Written instruction.
Please rewrite the part that opens with the line containing "Target: fire pit table" and closes with the line containing "(1121, 639)", replacing "sofa" with "couch" and keeping everything else the same.

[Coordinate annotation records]
--------------------------------------------------
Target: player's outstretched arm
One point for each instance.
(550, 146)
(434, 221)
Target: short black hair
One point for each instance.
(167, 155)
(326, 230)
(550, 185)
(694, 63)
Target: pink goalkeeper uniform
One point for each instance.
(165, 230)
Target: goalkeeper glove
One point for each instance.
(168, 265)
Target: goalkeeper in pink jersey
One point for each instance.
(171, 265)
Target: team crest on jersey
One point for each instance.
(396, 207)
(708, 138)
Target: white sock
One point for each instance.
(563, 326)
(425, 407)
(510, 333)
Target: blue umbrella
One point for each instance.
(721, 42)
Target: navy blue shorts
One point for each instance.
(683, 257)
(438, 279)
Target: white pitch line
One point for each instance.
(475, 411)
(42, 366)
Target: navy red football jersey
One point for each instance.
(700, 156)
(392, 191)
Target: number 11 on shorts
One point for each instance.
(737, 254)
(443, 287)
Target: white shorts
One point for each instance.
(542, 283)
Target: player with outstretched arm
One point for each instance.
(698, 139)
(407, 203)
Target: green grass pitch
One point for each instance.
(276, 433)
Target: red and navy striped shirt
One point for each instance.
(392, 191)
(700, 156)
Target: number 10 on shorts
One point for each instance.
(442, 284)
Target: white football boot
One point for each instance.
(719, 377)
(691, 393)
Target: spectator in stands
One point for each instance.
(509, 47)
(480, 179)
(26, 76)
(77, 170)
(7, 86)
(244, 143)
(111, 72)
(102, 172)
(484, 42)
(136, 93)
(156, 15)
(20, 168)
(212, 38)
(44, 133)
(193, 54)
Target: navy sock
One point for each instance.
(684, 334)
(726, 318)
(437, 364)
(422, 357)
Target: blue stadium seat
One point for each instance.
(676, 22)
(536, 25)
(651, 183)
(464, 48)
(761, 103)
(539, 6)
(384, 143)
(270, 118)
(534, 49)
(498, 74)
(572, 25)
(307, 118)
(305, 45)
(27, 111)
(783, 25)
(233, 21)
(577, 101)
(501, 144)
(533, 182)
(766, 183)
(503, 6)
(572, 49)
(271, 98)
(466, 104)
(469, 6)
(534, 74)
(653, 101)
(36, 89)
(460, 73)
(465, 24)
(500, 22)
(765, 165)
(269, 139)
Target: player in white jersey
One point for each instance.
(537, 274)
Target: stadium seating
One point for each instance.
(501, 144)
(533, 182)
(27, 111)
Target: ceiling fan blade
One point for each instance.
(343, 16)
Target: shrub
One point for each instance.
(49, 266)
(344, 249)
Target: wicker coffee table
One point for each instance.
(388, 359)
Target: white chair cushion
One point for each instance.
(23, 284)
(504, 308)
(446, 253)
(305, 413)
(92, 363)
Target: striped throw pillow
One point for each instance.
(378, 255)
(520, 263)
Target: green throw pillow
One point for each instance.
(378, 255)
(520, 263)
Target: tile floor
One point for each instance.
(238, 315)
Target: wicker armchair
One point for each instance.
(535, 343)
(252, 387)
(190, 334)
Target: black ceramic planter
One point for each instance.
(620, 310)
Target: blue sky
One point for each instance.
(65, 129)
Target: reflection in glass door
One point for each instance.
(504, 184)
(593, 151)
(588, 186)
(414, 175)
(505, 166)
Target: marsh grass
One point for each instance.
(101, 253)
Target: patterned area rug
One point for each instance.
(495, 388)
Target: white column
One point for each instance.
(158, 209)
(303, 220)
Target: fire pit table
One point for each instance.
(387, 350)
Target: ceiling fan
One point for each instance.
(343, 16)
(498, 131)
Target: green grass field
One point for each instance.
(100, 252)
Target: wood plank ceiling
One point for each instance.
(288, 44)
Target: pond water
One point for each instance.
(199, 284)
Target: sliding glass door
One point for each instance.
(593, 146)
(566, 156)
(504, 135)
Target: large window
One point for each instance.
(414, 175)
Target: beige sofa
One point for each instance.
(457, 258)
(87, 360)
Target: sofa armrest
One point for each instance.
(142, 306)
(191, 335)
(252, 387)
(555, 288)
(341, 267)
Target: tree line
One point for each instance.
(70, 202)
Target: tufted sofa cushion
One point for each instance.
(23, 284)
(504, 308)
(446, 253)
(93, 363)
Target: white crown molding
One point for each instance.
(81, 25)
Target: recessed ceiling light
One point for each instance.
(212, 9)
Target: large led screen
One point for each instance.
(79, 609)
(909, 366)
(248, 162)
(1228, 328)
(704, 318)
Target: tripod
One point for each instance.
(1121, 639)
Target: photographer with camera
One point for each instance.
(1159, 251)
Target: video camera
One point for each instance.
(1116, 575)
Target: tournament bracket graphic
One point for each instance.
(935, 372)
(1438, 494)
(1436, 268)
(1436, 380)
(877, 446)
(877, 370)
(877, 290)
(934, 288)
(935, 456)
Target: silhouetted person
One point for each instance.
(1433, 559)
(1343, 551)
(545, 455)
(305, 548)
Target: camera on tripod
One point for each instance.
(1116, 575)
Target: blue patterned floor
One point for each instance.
--------------------------------------------------
Solution for this exercise.
Target: fire pit table
One point for each instance.
(387, 350)
Target: ceiling fan
One point for each instance.
(343, 16)
(498, 131)
Target: green grass field
One point for each instance.
(100, 252)
Target: wood plank ceiling
One point for each instance.
(288, 44)
Target: pond water
One point for each instance.
(199, 284)
Target: sliding glass door
One point for each instance.
(593, 146)
(566, 156)
(504, 135)
Target: large window
One point for each instance.
(414, 175)
Target: beige couch
One point for each instance.
(457, 258)
(87, 360)
Target: couch armrest
One point for each instance.
(142, 306)
(191, 335)
(252, 387)
(555, 288)
(341, 267)
Target: tree line
One point for each instance.
(70, 202)
Target: tufted couch cushion
One point for each instance.
(23, 284)
(504, 308)
(446, 253)
(93, 363)
Target: white crown molding
One point for each instance.
(81, 25)
Target: recessed ceiling light
One point for each instance.
(212, 9)
Target: large led screen
One point for each instance.
(79, 609)
(909, 366)
(248, 162)
(1228, 328)
(704, 318)
Target: tripod
One point for each instance.
(1121, 639)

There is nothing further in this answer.